The Triangle Inequality

[Triangle Inequality, Metric Spaces] For metric spaces \((X,d)\), we have the Triangle Inequality \[d(x,y)\leq d(x,z) + d(z,y),\] which is an axiom of the metric \(d\).

Recall that any inner product space \((V,\langle\cdot\rangle)\) induces a norm given by \[\Vert v \Vert= \sqrt{\langle v,v \rangle},\] and that every normed space \((V,\Vert\cdot\Vert)\) induces a metric given by \[d(x,y)=\Vert y-x \Vert.\] Thus, as every inner product space induces a normed space, and every normed space induces a metric space, the Triangle Inequality must hold in these spaces as well.
But this raises some questions. Is the Triangle Inequality also taken as an axiom for normed and inner product spaces, as it is in metric spaces? What does the triangle inequality look like in these spaces? Before tackling these questions, it is quite interesting to first prove the Triangle Inequality for the Euclidean Distance metric.

[Connection to Cauchy-Schwarz] Prove that the Euclidean Distance metric in \(\mathbb{R}^n\) satisfies the Triangle Inequality by showing that it is equivalent to Cauchy-Schwarz over the reals.

Proof. Let \(d(x,y)=\sqrt{\sum_{i=1}^n (y_i-x_i)^2}\), the Euclidean Distance. As a lemma, observe that by the definition of \(d(x,y)\), \(d(x+t,y+t)=d(x,y)\). Thus, to show the triangle inequality, it suffices to show \[d(0,y-x)\leq d(0,z-x) + d(z-x,y-x).\] Your natural instinct may drive you to relabel this as \(d(0,a)\leq d(0,b) + d(a,b)\), but stopping to consider our end goal gives intuition to why this is a mistake. By that, I mean that we are looking towards Cauchy-Schwarz, which has the product of two variables in the lower bound. So instead of labelling \(x-y\) as a single vector, we should make some effort to label it as a function of two, while letting the pre-existing sum take care of the right side.
Still, I think the correct relabelling is difficult to spot, as it only becomes nice after simplification. We take \(a=z-x\) and \(b=y-z\) for \[d(0,a+b)\leq d(0,a) + d(a,a+b)=d(0,a) + d(0,b),\] where equality follows from the definition of \(d(x,y)\). From here, we square the inequality with respect to \(d(x,y)\)'s definition, yielding \[\sum_{k=1}^n (a_k+b_k)^2\leq \sum_{k=1}^n a_k^2 + 2\sqrt{\sum_{k=1}^n a_k^2}\sqrt{\sum_{k=1}^n b_k^2} + \sum_{k=1}^n b_k^2.\] We can finally see notions of Cauchy-Schwarz. Indeed, after some simplification we have \[\sum_{k=1}^n a_kb_k\leq \sqrt{\sum_{k=1}^n a_k^2}\sqrt{\sum_{k=1}^n b_k^2},\] which is equivalent to Cauchy-Schwarz. \(\blacksquare\)

## Dataset extract:

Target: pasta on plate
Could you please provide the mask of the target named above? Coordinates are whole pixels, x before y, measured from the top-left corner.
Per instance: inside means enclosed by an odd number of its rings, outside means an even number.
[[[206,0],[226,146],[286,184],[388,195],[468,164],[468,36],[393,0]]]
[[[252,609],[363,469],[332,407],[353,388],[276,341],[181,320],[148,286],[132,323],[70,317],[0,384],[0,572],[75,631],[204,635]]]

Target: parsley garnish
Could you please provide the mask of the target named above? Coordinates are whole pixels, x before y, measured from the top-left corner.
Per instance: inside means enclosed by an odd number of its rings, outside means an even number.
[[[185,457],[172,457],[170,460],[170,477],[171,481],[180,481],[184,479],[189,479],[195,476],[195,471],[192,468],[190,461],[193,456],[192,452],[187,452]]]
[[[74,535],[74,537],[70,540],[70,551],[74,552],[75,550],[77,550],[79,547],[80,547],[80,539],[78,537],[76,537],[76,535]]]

--

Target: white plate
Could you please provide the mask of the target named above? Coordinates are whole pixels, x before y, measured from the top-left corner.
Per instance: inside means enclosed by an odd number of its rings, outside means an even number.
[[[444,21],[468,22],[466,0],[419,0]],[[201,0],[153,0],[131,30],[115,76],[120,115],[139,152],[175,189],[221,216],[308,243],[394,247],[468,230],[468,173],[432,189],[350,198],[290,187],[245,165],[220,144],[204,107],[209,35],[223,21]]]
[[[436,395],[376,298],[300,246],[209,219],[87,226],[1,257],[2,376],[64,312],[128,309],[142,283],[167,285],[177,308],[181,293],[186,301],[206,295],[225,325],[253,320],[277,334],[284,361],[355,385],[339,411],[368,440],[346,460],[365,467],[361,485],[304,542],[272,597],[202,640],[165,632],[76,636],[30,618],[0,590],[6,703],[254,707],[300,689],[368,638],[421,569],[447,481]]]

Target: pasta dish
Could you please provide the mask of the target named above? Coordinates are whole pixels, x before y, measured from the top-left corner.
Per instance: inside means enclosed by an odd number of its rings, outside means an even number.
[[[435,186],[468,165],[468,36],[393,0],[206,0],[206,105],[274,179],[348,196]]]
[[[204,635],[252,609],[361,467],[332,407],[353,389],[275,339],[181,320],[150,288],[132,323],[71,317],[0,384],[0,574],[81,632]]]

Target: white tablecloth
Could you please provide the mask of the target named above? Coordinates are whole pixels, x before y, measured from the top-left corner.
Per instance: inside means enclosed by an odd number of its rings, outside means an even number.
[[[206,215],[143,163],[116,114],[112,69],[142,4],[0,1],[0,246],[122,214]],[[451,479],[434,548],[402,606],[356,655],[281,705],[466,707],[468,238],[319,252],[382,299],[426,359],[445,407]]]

* * *

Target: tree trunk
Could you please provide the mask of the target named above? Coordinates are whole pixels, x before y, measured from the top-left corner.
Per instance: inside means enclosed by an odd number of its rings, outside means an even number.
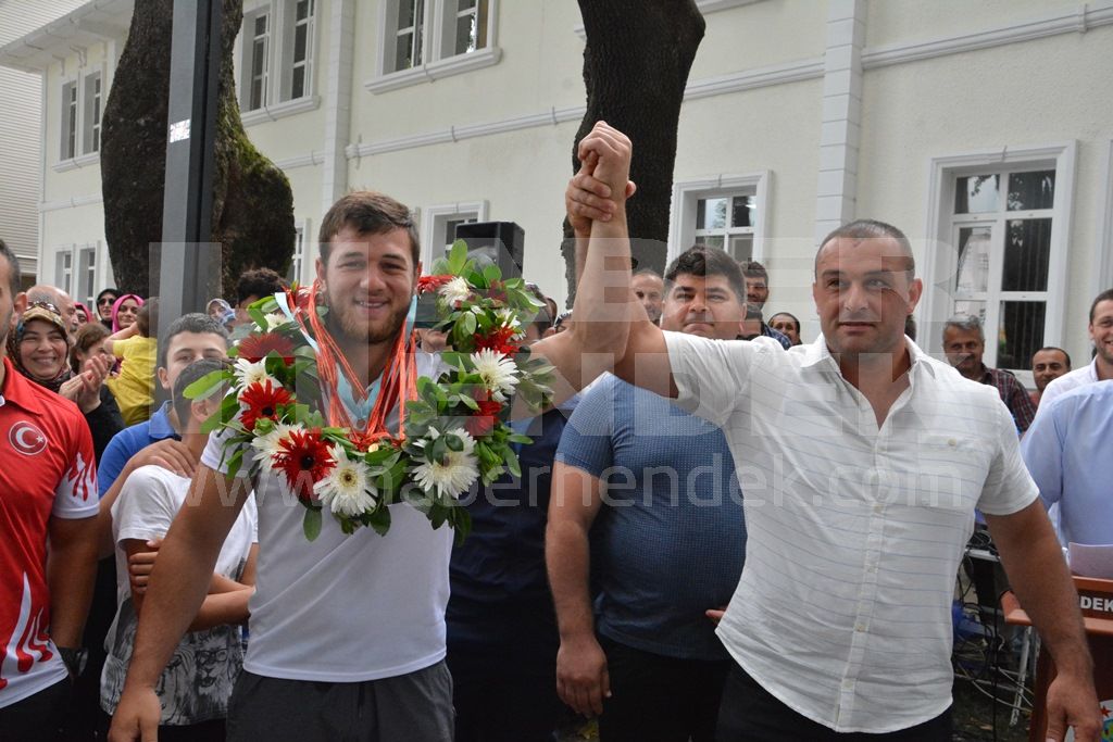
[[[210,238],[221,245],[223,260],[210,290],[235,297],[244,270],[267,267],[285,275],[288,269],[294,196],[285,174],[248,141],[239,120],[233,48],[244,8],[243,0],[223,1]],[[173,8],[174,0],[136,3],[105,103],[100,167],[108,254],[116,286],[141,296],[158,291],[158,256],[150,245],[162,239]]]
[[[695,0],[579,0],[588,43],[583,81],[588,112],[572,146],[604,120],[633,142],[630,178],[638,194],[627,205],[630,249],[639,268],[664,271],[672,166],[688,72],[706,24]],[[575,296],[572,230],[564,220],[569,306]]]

## Requirements:
a. Transcribe the text on the Triangle Inequality from "Recall that any" up to and including "spaces as well.".
b. Pick up the text on the Triangle Inequality after its last sentence and continue writing it.
The listing is separate material, unrelated to the text on the Triangle Inequality.

## Results:
a.
Recall that any inner product space \((V,\langle\cdot\rangle)\) induces a norm given by \[\Vert v \Vert= \sqrt{\langle v,v \rangle},\] and that every normed space \((V,\Vert\cdot\Vert)\) induces a metric given by \[d(x,y)=\Vert y-x \Vert.\] Thus, as every inner product space induces a normed space, and every normed space induces a metric space, the Triangle Inequality must hold in these spaces as well.

b.
That problem lends some intuition towards a connection between the Triangle Inequality and Cauchy-Schwarz. Unfortunately though, it hinged quite heavily on the definition of Euclidean Distance, and we find that in general the Triangle Inequality is not equivalent to Cauchy-Schwarz. To finally answer our earlier questions, we present two definitions.

[Triangle Inequality, Normed Spaces] For normed spaces \((V,\Vert\cdot\Vert)\), we have the Triangle Inequality \[\Vert x+y\Vert\leq \Vert x\Vert + \Vert y\Vert\] which is also axiomatic for the norm \(\Vert\cdot\Vert\).

[Triangle Inequality, Inner Product Spaces] For inner product spaces \((V,\langle\cdot\rangle)\), we have the Triangle Inequality given by \[\Vert x+y\Vert\leq \Vert x\Vert + \Vert y\Vert,\] where \(\Vert\cdot\Vert\) is the induced norm.
Additionally, we have equality when \(a=0\), or \(b=0\), or both \(a,b\neq 0\) and \(b=\lambda a\) for \(\lambda>0\)

As our previous problem may have alluded to, the proof follows from Cauchy-Schwarz on Inner Product Spaces! This is why the equality condition for Cauchy-Schwarz appears as part of this equality condition, as well as why the more general norm and metric only get the Triangle Inequality axiomatically. Cool stuff.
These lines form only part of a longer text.